TASK PROMPT:
In the data below, find the line containing "Target: metal guardrail", then set down that line and every later line up to and including the line containing "Target: red plant pot", exactly.

Records excerpted from a collection:
== == ==
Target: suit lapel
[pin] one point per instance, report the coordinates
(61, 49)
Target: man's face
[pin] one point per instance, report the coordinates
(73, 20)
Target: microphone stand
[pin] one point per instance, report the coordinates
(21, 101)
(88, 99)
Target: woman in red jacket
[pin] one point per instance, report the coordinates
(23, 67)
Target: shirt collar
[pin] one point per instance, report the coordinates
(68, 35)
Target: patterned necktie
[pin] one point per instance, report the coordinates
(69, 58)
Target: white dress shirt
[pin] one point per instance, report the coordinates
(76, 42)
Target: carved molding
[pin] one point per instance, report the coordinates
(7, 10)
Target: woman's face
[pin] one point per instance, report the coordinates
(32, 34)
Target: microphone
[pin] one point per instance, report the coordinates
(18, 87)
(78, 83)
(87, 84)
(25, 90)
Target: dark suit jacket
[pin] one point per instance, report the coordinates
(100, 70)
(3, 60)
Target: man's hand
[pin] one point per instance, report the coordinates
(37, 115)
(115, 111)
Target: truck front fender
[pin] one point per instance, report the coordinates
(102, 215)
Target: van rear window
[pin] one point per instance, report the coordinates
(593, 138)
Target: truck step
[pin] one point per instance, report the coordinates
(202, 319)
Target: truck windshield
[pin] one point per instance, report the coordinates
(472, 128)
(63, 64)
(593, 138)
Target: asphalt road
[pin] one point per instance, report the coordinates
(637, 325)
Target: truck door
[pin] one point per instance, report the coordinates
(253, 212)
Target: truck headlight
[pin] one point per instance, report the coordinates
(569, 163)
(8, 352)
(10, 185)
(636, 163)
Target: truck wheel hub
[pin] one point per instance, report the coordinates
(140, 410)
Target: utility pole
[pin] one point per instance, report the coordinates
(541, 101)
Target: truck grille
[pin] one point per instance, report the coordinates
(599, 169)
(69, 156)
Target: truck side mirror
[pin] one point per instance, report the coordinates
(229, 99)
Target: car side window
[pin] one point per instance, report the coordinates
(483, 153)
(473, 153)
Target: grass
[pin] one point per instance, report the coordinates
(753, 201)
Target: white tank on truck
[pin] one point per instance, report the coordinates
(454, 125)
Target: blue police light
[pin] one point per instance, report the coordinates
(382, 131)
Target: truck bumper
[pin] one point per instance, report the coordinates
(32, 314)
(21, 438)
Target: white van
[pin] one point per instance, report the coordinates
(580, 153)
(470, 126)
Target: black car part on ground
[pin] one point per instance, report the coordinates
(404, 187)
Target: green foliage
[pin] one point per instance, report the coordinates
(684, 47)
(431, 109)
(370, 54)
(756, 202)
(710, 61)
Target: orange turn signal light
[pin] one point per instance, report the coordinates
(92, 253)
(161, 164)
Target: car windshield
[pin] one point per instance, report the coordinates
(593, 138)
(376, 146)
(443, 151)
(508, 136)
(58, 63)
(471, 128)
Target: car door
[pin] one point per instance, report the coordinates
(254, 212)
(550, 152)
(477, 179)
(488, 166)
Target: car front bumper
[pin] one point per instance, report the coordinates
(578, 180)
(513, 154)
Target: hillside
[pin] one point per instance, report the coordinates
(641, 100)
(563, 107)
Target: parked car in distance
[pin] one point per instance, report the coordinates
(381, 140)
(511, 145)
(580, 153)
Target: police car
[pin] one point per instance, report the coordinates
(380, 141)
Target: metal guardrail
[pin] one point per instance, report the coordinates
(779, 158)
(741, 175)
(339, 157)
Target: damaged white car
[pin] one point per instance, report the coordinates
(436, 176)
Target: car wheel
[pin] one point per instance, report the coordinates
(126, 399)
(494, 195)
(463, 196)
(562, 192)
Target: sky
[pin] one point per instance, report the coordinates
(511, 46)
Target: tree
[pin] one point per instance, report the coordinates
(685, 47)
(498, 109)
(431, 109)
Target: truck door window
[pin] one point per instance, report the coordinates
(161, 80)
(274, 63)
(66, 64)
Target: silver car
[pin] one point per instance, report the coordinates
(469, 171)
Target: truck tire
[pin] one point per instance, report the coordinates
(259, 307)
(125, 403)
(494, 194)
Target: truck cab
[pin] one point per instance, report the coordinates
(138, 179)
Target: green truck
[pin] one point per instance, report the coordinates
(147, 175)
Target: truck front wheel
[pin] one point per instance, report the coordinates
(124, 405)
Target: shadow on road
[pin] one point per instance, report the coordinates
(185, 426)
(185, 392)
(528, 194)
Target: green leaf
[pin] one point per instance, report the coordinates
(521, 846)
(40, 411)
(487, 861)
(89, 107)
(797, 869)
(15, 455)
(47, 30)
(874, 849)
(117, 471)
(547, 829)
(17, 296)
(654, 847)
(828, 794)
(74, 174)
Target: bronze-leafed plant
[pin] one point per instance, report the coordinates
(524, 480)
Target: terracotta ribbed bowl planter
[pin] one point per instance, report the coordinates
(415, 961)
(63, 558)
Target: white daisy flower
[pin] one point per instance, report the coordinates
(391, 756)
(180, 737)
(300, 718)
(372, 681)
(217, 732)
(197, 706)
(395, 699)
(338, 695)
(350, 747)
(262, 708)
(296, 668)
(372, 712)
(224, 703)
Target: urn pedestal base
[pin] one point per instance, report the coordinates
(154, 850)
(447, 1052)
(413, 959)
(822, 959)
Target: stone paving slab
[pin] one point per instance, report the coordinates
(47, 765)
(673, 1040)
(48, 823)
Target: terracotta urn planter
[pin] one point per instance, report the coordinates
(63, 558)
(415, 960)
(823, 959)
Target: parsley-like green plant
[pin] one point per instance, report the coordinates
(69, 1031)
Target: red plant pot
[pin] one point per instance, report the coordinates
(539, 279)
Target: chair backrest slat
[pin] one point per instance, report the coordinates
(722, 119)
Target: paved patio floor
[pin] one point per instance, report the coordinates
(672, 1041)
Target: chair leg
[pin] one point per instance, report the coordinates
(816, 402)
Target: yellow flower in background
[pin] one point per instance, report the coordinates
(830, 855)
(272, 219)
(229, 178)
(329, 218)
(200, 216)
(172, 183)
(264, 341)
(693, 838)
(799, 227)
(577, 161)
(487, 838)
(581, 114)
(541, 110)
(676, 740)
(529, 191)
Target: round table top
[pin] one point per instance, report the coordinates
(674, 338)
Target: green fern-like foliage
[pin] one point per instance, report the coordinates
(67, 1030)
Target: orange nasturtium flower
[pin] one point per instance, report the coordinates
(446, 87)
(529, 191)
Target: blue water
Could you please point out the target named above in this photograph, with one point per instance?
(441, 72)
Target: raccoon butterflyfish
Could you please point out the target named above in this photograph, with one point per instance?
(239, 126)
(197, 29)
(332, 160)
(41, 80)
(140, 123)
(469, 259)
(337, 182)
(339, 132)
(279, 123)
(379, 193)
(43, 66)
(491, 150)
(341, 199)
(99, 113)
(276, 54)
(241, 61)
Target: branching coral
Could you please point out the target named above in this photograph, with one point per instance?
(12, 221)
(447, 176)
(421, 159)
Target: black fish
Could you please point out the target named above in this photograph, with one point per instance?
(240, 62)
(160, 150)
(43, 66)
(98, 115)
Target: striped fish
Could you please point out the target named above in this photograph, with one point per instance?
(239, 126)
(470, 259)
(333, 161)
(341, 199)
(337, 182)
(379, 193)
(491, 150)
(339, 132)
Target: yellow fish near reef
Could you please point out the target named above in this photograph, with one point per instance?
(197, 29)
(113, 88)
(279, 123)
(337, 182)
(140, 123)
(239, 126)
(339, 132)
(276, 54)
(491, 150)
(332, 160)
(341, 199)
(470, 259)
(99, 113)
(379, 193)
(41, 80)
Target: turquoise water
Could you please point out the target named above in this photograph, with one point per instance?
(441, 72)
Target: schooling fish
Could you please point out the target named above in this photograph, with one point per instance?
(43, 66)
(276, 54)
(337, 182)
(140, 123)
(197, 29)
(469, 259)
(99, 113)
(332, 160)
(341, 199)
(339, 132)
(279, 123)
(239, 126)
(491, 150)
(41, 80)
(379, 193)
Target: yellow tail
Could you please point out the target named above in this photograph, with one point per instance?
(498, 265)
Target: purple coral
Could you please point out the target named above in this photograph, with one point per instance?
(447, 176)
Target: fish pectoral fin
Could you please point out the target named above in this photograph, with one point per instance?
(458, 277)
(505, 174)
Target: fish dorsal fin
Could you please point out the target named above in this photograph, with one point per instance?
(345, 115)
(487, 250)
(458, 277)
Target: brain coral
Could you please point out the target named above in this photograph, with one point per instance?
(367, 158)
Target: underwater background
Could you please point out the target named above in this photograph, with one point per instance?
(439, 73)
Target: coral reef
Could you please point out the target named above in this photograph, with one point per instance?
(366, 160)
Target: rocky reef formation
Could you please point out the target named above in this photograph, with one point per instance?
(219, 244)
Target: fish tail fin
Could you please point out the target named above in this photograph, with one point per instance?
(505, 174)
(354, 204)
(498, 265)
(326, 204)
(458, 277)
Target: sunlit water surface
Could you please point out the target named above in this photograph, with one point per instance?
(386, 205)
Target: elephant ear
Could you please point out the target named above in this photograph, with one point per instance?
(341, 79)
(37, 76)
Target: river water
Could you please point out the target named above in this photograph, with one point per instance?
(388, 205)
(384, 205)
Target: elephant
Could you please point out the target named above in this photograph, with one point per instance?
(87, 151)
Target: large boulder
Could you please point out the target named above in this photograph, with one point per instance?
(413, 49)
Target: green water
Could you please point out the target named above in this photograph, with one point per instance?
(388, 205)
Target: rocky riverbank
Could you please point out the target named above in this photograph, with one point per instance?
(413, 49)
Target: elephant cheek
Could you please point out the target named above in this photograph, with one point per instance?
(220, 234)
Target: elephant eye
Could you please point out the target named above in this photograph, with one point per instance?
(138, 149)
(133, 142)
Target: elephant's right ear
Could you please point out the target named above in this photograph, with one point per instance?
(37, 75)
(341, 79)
== == ==
RESULT BELOW:
Target: metal guardrail
[pin] one point per instance, report the coordinates
(779, 158)
(741, 175)
(339, 157)
Target: damaged white car
[pin] one point per instance, report the coordinates
(436, 176)
Target: car wheel
[pin] one point per instance, report the coordinates
(126, 399)
(494, 195)
(463, 196)
(562, 192)
Target: sky
[pin] one point per instance, report the coordinates
(511, 46)
Target: tree
[pin] one point per instance, report the coordinates
(685, 47)
(498, 109)
(431, 109)
Target: truck door window
[pin] one point per instance, report the coordinates
(161, 80)
(274, 63)
(66, 64)
Target: silver car
[pin] one point per instance, report the coordinates
(469, 171)
Target: truck tire
[pin] one point per instance, report the coordinates
(259, 307)
(125, 403)
(494, 194)
Target: truck cab
[pin] one point per instance, report the coordinates
(138, 179)
Target: green truck
[pin] one point per instance, report the coordinates
(147, 175)
Target: truck front wheel
[pin] one point per instance, report the coordinates
(124, 405)
Target: shadow on road
[pin] one point per instance, report the coordinates
(185, 426)
(185, 392)
(528, 194)
Target: green leaf
[pin] one point per instance, report the coordinates
(521, 846)
(40, 411)
(487, 861)
(89, 107)
(797, 869)
(15, 455)
(47, 30)
(874, 849)
(117, 471)
(547, 829)
(17, 296)
(654, 847)
(828, 794)
(74, 174)
Target: bronze-leafed plant
[pin] one point per instance, report the coordinates
(524, 480)
Target: terracotta ribbed bowl planter
[pin] one point per instance, report the coordinates
(415, 961)
(63, 558)
Target: white daisy flower
[pin] one point per instance, report the coordinates
(391, 756)
(180, 737)
(300, 718)
(372, 681)
(217, 732)
(197, 706)
(395, 699)
(338, 695)
(350, 747)
(262, 708)
(296, 668)
(372, 712)
(224, 703)
Target: urn pedestal base
[pin] one point per instance, report the coordinates
(154, 850)
(447, 1052)
(413, 959)
(822, 959)
Target: stone paving slab
[pin] one point per instance, report the coordinates
(47, 765)
(673, 1040)
(48, 823)
Target: terracotta urn planter
[pin] one point per instance, report the coordinates
(63, 558)
(415, 960)
(823, 959)
Target: parsley-like green plant
[pin] one point per instance, report the coordinates
(69, 1031)
Target: red plant pot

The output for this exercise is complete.